Meet Big Science Projects at the Precision Fair 2018
Supported by the ILO-Net a number of Big Science Projects will be “present” at the Precision Fair Brokerage Event 2018.
The ILO-Net is a collaboration between Dutch Industrial Liaison Officers (ILOs) who are employed at scientific and university institutes. It is an initiative from the NWO Institutes who are responsible for the national coordination of Big Science projects for international facilities such as CERN, ITER, ESS, ESRF, HFML, EELT and ESA. NWO funds all the scientifical research in Holland. In the ILO-Net, ILOs consolidate their strengths to bridge the gap between Dutch industry and large Big Science facilities.
Most important Big Science Projects are:
At CERN, the European Organization for Nuclear Research, physicists and engineers are probing the fundamental structure of the universe. They use the world's largest and most complex scientific instruments to study the basic constituents of matter – the fundamental particles. The particles are made to collide together at close to the speed of light. The process gives the physicists clues about how the particles interact, and provides insights into the fundamental laws of nature.The instruments used at CERN are purpose-built particle accelerators and detectors. Accelerators boost beams of particles to high energies before the beams are made to collide with each other or with stationary targets. Detectors observe and record the results of these collisions.

Extracted data:
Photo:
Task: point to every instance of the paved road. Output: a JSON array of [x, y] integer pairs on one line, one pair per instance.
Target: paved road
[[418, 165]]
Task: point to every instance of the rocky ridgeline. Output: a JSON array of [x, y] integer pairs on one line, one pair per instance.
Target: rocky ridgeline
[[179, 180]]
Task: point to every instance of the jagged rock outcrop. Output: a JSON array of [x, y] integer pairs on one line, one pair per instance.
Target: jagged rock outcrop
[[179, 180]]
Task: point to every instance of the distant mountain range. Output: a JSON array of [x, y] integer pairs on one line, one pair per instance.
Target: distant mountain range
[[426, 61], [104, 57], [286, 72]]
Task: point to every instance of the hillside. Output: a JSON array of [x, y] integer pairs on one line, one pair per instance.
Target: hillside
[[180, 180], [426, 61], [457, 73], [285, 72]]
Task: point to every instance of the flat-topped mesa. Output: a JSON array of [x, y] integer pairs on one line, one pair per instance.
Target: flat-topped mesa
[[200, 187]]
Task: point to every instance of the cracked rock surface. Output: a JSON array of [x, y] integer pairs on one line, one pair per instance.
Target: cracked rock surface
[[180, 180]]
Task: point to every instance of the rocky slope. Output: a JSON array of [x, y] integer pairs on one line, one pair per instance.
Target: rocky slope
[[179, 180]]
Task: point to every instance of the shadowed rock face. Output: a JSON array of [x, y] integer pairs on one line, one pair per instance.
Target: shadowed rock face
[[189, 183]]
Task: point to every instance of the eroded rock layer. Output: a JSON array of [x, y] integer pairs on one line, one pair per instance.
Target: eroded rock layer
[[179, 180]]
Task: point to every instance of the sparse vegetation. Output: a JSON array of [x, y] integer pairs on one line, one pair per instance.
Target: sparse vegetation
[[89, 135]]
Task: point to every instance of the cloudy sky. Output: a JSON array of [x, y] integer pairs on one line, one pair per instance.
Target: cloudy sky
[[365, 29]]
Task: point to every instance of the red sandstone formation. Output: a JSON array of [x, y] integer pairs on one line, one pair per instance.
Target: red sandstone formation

Activity: According to the Precision Fair text, what do detectors at CERN do? These records have nothing to do with the text.

Solved problem: They observe and record the results of particle collisions.